*Direction*. Reproduce, word for word, the lines of the records from the line with "For every instance of the wet" up to and including the line with "x=844 y=561".
[Start of Extracted information]
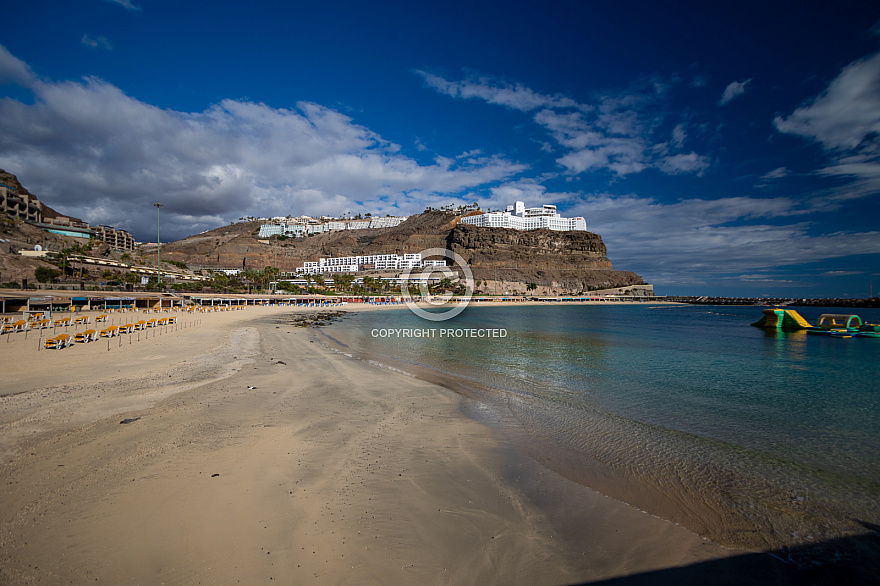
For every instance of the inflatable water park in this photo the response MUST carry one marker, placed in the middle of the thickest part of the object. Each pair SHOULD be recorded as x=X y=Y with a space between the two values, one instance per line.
x=830 y=324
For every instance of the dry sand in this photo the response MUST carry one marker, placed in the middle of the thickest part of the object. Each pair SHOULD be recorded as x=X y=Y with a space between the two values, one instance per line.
x=329 y=470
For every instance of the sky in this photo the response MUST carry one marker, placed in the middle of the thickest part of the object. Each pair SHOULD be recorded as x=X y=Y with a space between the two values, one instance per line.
x=718 y=148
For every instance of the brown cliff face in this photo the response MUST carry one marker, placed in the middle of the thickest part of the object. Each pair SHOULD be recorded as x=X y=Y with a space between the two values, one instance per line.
x=558 y=262
x=503 y=248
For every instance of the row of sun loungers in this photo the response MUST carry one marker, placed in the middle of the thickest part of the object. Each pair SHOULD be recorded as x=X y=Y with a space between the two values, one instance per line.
x=58 y=342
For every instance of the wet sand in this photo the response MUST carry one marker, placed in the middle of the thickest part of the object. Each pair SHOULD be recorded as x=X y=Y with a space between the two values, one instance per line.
x=259 y=454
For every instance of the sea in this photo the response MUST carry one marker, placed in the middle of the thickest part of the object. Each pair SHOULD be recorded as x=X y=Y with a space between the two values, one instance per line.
x=753 y=438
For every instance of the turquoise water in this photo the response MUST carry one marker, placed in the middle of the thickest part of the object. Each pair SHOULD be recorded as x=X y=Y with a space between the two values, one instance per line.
x=751 y=437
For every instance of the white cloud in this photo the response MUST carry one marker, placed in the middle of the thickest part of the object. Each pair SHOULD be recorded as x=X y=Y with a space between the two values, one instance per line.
x=845 y=120
x=127 y=4
x=777 y=173
x=683 y=163
x=616 y=132
x=733 y=90
x=96 y=42
x=698 y=240
x=91 y=151
x=846 y=116
x=493 y=91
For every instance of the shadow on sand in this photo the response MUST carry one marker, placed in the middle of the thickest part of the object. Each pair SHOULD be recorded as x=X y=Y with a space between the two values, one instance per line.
x=844 y=561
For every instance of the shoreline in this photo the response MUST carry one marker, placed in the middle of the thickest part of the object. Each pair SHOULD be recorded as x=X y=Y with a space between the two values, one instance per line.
x=383 y=476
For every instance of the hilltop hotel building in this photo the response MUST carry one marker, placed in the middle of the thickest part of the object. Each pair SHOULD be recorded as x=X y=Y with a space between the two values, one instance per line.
x=379 y=262
x=519 y=217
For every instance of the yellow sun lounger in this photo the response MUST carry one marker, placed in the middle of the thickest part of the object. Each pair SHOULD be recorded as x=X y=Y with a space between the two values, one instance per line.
x=110 y=332
x=17 y=326
x=86 y=336
x=58 y=342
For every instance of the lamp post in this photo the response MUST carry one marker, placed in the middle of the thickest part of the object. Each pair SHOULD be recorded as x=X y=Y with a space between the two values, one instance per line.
x=158 y=249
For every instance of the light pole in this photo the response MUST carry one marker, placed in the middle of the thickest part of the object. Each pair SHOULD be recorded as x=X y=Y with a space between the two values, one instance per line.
x=158 y=248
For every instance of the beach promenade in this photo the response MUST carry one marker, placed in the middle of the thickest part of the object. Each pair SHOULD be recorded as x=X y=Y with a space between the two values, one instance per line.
x=237 y=448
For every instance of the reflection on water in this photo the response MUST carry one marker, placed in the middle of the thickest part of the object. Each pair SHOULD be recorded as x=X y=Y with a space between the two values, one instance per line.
x=740 y=431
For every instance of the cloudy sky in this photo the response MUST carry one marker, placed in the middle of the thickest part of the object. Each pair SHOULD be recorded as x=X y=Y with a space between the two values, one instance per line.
x=717 y=149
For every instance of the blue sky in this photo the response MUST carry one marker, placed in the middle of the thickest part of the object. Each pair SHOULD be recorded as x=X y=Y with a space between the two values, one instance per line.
x=730 y=150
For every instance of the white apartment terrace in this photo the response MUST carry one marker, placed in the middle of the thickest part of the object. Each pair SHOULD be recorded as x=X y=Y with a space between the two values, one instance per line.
x=379 y=262
x=519 y=217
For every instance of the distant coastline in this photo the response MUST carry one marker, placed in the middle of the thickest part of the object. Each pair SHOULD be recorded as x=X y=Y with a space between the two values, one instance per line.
[End of Extracted information]
*Task result*.
For every instance of the wet sand in this photo the response MUST carry one marker, placed in the middle of the thickest part of the object. Each pair SHOULD be recorded as x=X y=Y with a space between the two values, one instance per line.
x=259 y=454
For every instance of the sea in this photo the response MUST carry one marker, placed in the middle of the thickest part of the object. Each pair SHOULD be recorded as x=X y=Y with a space between the two values, one instance per line.
x=753 y=438
For every instance of the turquoise water in this photo the response MUST carry one marker, placed in the middle of the thickest part of the object. Each pair SHOULD be recorded as x=X y=Y with a space between the two values, one instance per line.
x=751 y=437
For every instance of the white cloud in this photo the response MUST carry one marker, placed in the middle of the thickest part of the object. Each pair SHOULD be recorded as x=X y=Y with a space between the two values, one instance per line.
x=845 y=120
x=127 y=4
x=777 y=173
x=683 y=163
x=616 y=132
x=733 y=90
x=96 y=42
x=698 y=240
x=91 y=151
x=846 y=116
x=493 y=91
For every instance of the shadow on sand in this photo the response MUST carry one marker, placed in the middle of the thickest part of the object. Each pair SHOULD be recorded as x=X y=Y with a space between the two values, one instance per line.
x=844 y=561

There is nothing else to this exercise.